**Excerpt provided:**

This Week in Genre History: 'Jumper' tried to leap ahead to the sequels before sticking its first landing

By Will Leitch
Jumper Movie

Welcome to This Week in Genre History, where Tim Grierson and Will Leitch, the hosts of the Grierson & Leitch podcast, take turns looking back at the world's greatest, craziest, most infamous genre movies on the week that they were first released.

Do you remember that Jon Hamm was in the A-Team movie? He only appeared in a post-credits stinger supposedly setting up a series of sequels that, well, never happened. The Green Lantern movie rushed a character's transformation into the superhero's greatest villain because Mark Strong's Sinestro was clearly meant to be the baddie in Green Lantern 2, which was never made. Heck, Pride and Prejudice and Zombies ends with a teaser for the next film. (There was no next film.)

But those are the perils of using your film to set up a franchise without any certainty that there will, in fact, be anyone that wants it. Sometimes, when you are trying to plan on several films at once, you forget to concentrate on the one you're making. People will not want two of your films if they don't like the first one.

**What you are asked to do:** Continue the article about films that set up sequels before winning over audiences, picking up after its last sentence.

**Information supplied:**
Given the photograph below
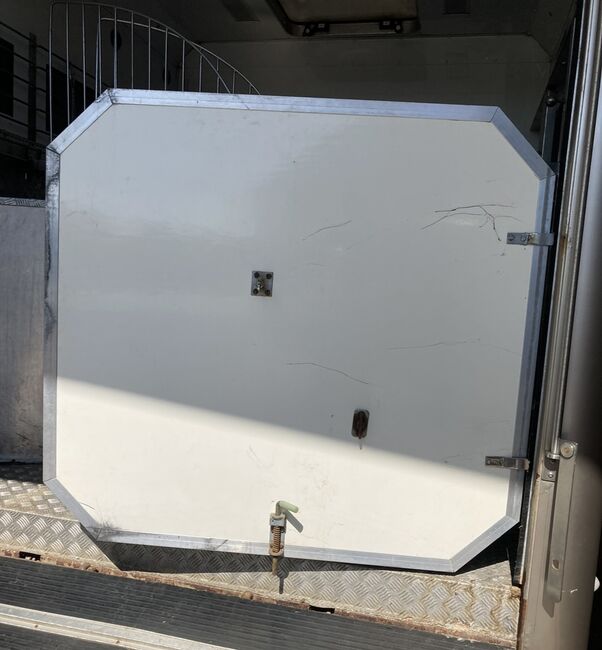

**Output of the task:**
Enter Jumper. Jumper was a film that had everything going for it. It had a star director (Doug Liman, fresh off the smash Mr. and Mrs. Smith), a hot movie star (Hayden Christensen, not quite yet fully meme'd), and a beloved science-fiction novel with a killer hook that fans had been clamoring to be made into a movie for nearly two decades. Heck, that novel already had its own sequel! This thing was ready-made to be a franchise.

Needless to say, there was no Jumper 2. And the problem was simply Jumper itself.

 

Why was it a big deal at the time? Liman might have been the hottest filmmaker going in 2008, when he made Jumper: He had just finished Mr. and Mrs. Smith, and the Bourne series, which he started, had reimagined the action movie genre. He could have done just about anything he wanted, and he wanted Jumper. He'd been working on it for a few years, but now he had the juice to do it the right way: He had such a budget that the film was set to film in 20 different cities in 14 different countries.

It sort of had to be that big: The story was about a guy who could teleport anywhere! (Liman even got access to the Colosseum in Rome.) The visual effects of our hero David "jumping" from place to place were state-of-the-art and downright trippy. And the bad guy was Samuel L. Jackson! It even had a video game tie-in.

And don't forget the books themselves. Steven Gould's initial novel Jumper was published in 1992 and was an immediate hit, leading to a series of equally successful (you guessed it) sequels, including Reflex in 2004, which was to be part of the next movie series.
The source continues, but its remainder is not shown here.